> [Request] Copy the listing below line for line, starting at the line that contains "Could you point to the man" and going through to the very end of the listing.
━━━━
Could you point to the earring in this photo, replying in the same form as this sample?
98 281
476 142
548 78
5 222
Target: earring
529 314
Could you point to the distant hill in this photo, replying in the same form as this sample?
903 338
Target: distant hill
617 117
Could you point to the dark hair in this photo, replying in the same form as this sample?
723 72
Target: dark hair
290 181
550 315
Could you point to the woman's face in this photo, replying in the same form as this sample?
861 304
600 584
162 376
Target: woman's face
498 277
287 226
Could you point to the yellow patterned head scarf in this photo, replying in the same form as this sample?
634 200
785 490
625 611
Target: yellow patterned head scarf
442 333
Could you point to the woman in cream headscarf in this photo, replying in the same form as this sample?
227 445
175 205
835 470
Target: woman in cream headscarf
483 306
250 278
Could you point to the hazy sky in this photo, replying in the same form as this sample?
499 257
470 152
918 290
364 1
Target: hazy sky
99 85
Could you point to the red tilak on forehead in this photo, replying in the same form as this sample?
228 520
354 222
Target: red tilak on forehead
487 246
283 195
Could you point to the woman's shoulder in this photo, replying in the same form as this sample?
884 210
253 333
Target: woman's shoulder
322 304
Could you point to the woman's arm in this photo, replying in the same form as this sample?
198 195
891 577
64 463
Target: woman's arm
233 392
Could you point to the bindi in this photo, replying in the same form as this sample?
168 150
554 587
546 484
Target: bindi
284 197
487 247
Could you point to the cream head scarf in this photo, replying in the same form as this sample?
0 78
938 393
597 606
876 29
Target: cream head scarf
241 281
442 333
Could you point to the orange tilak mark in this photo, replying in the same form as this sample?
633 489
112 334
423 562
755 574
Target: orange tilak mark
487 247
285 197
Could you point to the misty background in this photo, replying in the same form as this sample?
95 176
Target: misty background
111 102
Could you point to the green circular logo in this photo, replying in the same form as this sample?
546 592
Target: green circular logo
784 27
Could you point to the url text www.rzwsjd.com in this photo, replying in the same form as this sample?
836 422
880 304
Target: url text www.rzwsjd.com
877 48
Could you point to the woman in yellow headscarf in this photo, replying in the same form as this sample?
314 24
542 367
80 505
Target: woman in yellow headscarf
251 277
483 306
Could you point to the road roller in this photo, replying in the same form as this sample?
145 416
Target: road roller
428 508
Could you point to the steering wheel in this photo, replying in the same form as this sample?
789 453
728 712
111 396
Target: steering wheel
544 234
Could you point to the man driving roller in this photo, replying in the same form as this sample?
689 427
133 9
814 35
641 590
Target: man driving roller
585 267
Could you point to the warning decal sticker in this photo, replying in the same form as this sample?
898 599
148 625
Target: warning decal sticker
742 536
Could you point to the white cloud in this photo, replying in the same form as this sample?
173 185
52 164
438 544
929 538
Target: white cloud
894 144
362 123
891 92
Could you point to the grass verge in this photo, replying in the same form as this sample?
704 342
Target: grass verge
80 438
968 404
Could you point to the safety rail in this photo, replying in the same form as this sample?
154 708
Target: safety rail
━━━━
> [Correct response]
Could you point to the man driving roller in this photo, replying in the same form as this sample?
689 427
133 9
814 35
641 590
Target: man driving roller
585 267
Could you point to the warning decal sticker in this photo, replying in the same form as this sample?
898 599
148 625
Target: warning decal sticker
742 536
Could you point to the white cloud in this photo, replying in the same form as this sample?
173 185
52 164
438 544
929 538
Target: white cloud
894 144
362 123
891 92
Could you point to the grass verge in this photo, replying in the same form as this sample?
704 342
Target: grass verge
80 438
968 404
Could you point to the safety rail in this photo, replying in the same form as this sample?
154 708
Target: safety rail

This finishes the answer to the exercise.